THE EXERCISE
Output verbatim the lines of the records below, starting at the line containing "Where can you spot the wood grain" and ending at the line containing "Query: speckled green skin", both lines included.

RAW RECORDS
• • • • • • •

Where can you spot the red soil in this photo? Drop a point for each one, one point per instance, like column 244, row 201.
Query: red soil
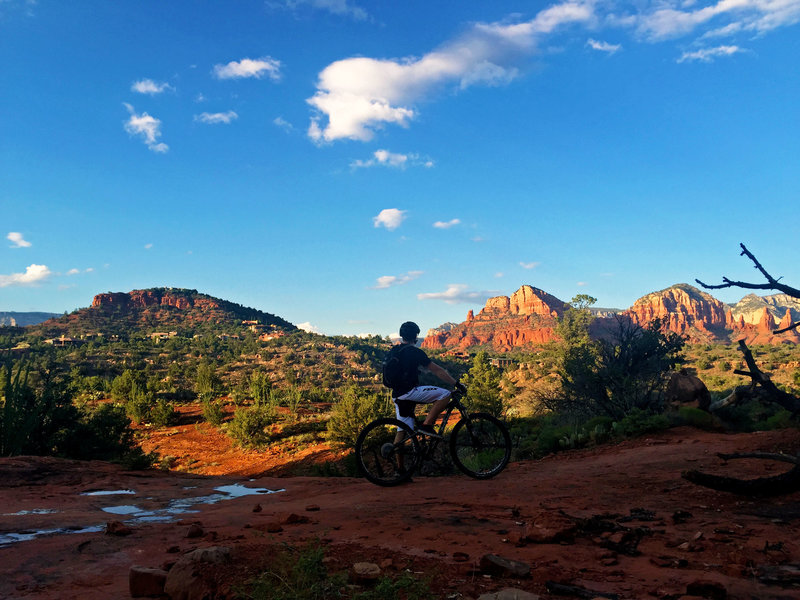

• • • • • • •

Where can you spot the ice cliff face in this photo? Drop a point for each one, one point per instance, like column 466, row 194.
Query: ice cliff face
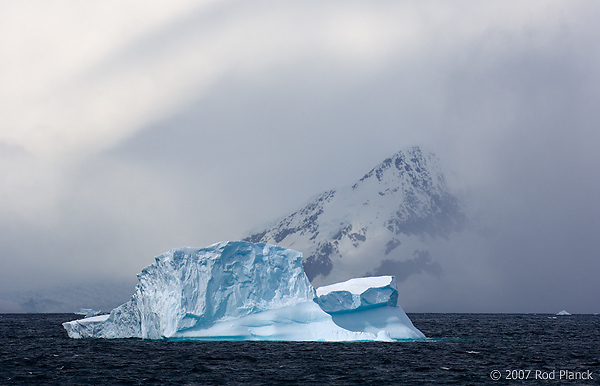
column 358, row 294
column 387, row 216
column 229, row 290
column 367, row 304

• • • • • • •

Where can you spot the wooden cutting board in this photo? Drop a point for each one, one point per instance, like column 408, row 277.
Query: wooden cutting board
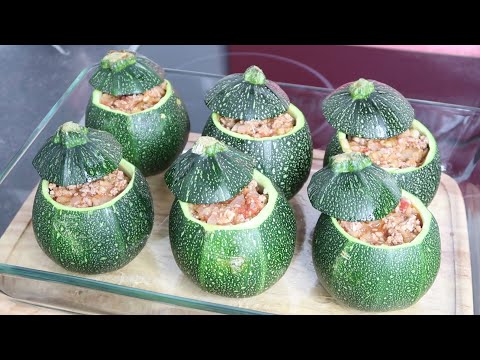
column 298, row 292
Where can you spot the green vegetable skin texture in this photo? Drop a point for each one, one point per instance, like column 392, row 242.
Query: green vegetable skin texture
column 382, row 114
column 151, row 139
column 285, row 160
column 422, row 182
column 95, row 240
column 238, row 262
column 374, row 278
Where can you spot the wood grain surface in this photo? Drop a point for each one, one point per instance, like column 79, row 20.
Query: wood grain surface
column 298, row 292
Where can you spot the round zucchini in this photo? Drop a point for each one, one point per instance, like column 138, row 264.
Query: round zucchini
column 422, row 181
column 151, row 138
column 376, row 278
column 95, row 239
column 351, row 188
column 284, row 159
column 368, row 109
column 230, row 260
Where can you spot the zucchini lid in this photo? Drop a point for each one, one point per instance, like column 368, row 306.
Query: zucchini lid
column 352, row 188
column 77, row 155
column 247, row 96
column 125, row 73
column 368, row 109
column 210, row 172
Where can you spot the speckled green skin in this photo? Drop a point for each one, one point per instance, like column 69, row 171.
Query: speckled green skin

• • • • • • •

EXERCISE SOLUTION
Where can you spot the wood grain surface in this photo? Drop a point for each one, one point per instance, like column 79, row 20.
Query: wood grain surface
column 298, row 292
Where can you spot the round zucchini in this photo? Drop a point for each one, one point per instance, like column 138, row 264.
Query: round zucchini
column 422, row 181
column 151, row 138
column 376, row 278
column 95, row 239
column 351, row 188
column 284, row 159
column 368, row 109
column 230, row 260
Where can you spot the zucchini lid in this photo? Drop a point for each one, one point per instance, like column 368, row 306.
Query: zucchini lid
column 352, row 188
column 77, row 155
column 247, row 96
column 125, row 73
column 368, row 109
column 210, row 172
Where can you spot the speckled green skin in this photo? Drop a point for each one, one point per instance, like column 69, row 171.
Query: speckled green skin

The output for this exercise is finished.